* LESETEXT
Die Lebenhaltungskosten sind günstiger als in Deutschland. Importierte Waren und Luxusartikel sind hingegen in der Regel teurer als in Deutschland. In den Metropolen wie Mumbai oder Delhi ist das Leben teuer, alleine schon wegen der extrem hohen Mieten. In der Provinz hingegen lebt es sich günstig.

Die Zeit, die Sie in Indien verbringen, kann Sie persönlich bereichern. Das zeigt sich zum Beispiel darin:

  • Sie verbessern Ihre Englischkenntnisse.
  • Sie entwickeln Ihre Soft Skills.
  • Ein Wortungetüm wie ‚Interkulturelle Kompetenz‚ klingt furchtbar, aber Sie werden sie gesteigert haben.
  • In Deutschland gilt das Vermögen, mit Menschen anderer Kultur/ Nationalität umgehen zu können, als Mangelware. Der Bedarf wächst stetig in der globalisierten Welt.
  • Sie sind sehr wahrscheinlich toleranter geworden.

Tipps für Expats in Indien

Auch deutsche Unternehmen gehen in den indischen Markt, wie SAP, DaimlerChrysler, die Deutsche Bank, Siemens. So besteht für Deutsche auch die Chance, sich bei deutschen Firmen auf eigene Faust nach Arbeit in Indien zu erkundigen. Die AHK führt eine umfangreiche Firmenliste mit Ansprechpartnern. Sofern Sie den Arbeitgeber haben, der Sie nach Indien bringt, kann man es kurz machen: Bei einer Entsendung übernimmt Ihr Arbeitgeber alles Organisatorische.

* IHRE AUFGABEN
1 - Welche deutschen Unternehmen nennt der Lesetext als Firmen, die in den indischen Markt gehen?
2 - Stimmen die folgenden Aussagen mit dem Lesetext überein? Antworten Sie jeweils mit Ja oder Nein und zitieren Sie die entscheidenden Worte.
(a) In Mumbai oder Delhi ist das Leben unter anderem wegen der Mieten teuer.
(b) Importierte Waren kosten in Indien meist weniger als in Deutschland.
(c) Bei einer Entsendung muss man sich selbst um alles Organisatorische kümmern.
3 - Drucken Sie den Abschnitt des Lesetextes wortgetreu ab, der mit den Worten beginnt, in denen „Tipps für Expats“ steht, und mit „Arbeitgeber alles Organisatorische.“ endet.

* VORLIEGENDES MATERIAL
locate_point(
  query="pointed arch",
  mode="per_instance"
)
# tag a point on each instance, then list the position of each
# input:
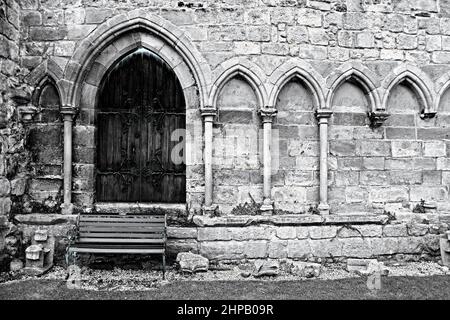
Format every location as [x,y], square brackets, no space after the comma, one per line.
[42,84]
[416,79]
[305,73]
[363,76]
[442,85]
[128,31]
[247,70]
[47,71]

* LÖSUNGEN
1 - SAP, DaimlerChrysler, die Deutsche Bank und Siemens.

2 -
(a) Ja: „In den Metropolen wie Mumbai oder Delhi ist das Leben teuer, alleine schon wegen der extrem hohen Mieten.“
(b) Nein: „Importierte Waren und Luxusartikel sind hingegen in der Regel teurer als in Deutschland.“
(c) Nein: „Bei einer Entsendung übernimmt Ihr Arbeitgeber alles Organisatorische.“

3 -
Tipps für Expats in Indien

Auch deutsche Unternehmen gehen in den indischen Markt, wie SAP, DaimlerChrysler, die Deutsche Bank, Siemens. So besteht für Deutsche auch die Chance, sich bei deutschen Firmen auf eigene Faust nach Arbeit in Indien zu erkundigen. Die AHK führt eine umfangreiche Firmenliste mit Ansprechpartnern. Sofern Sie den Arbeitgeber haben, der Sie nach Indien bringt, kann man es kurz machen: Bei einer Entsendung übernimmt Ihr Arbeitgeber alles Organisatorische.